Extract every line of the material that contains the string "open". Matching is case-sensitive.

## BEGIN INFORMATION SHOWN

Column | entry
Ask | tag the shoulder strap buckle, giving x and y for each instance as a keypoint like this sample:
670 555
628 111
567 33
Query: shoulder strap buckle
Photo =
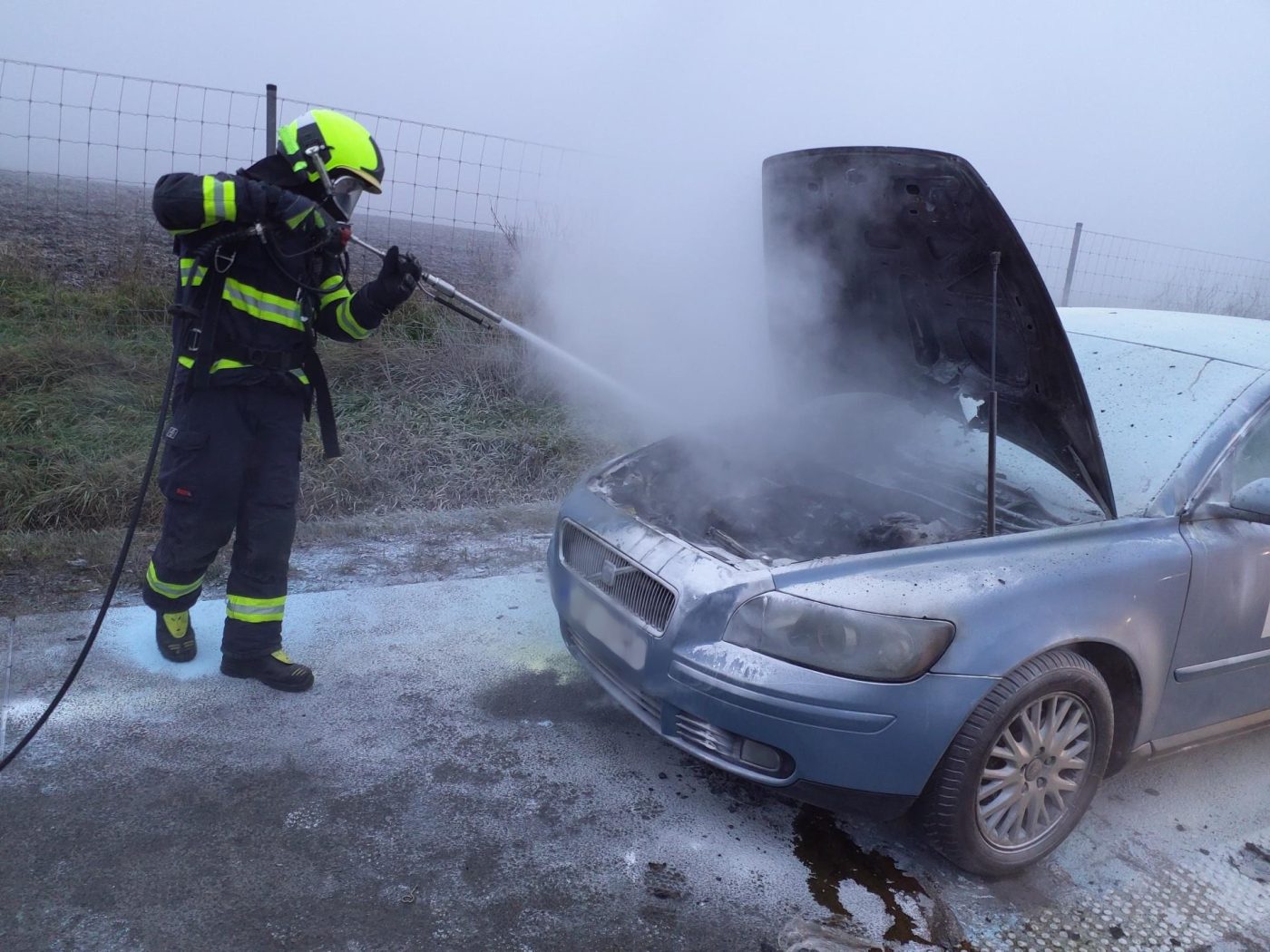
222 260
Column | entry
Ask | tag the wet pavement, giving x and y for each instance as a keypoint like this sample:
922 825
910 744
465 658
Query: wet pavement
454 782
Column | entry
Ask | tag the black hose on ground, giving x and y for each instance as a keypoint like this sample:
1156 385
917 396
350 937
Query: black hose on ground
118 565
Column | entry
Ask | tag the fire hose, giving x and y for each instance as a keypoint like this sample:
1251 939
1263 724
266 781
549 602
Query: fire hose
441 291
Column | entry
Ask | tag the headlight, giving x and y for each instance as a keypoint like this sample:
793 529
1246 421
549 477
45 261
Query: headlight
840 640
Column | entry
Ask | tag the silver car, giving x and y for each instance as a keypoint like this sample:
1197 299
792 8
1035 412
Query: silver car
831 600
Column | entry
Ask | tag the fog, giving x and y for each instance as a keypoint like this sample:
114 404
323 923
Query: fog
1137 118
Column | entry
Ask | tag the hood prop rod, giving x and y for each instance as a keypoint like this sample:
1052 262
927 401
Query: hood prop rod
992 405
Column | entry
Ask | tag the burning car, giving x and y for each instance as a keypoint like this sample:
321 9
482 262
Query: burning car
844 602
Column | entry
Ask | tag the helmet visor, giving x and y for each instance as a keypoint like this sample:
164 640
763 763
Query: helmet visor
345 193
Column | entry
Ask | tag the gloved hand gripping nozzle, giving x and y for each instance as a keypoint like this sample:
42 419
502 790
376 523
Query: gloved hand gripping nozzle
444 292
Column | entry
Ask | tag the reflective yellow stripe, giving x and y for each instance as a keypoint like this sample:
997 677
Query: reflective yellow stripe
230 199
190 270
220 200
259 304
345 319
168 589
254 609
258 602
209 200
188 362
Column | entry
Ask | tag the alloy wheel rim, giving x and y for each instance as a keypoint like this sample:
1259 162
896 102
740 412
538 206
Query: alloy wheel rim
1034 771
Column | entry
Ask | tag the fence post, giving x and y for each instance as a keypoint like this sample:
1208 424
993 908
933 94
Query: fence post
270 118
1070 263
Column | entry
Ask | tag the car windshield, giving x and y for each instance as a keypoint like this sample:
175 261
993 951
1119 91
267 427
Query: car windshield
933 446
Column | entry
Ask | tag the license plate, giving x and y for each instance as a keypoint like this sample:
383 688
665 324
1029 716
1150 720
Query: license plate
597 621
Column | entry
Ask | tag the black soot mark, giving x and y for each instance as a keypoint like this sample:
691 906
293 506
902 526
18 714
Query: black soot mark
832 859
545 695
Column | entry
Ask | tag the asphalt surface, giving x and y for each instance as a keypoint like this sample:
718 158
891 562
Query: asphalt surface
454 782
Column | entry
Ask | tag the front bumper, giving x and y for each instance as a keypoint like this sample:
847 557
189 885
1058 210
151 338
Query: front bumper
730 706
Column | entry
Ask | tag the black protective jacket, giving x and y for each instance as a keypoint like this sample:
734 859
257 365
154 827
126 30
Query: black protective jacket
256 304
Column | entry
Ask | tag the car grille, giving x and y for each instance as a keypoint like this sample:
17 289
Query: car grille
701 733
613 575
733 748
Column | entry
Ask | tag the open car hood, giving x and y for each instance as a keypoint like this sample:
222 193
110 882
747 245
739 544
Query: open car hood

## END INFORMATION SHOWN

OUTPUT OF THE TASK
Ask | tag the open car hood, giving x and y for each instance as a keypoint like this sample:
Query: open car hood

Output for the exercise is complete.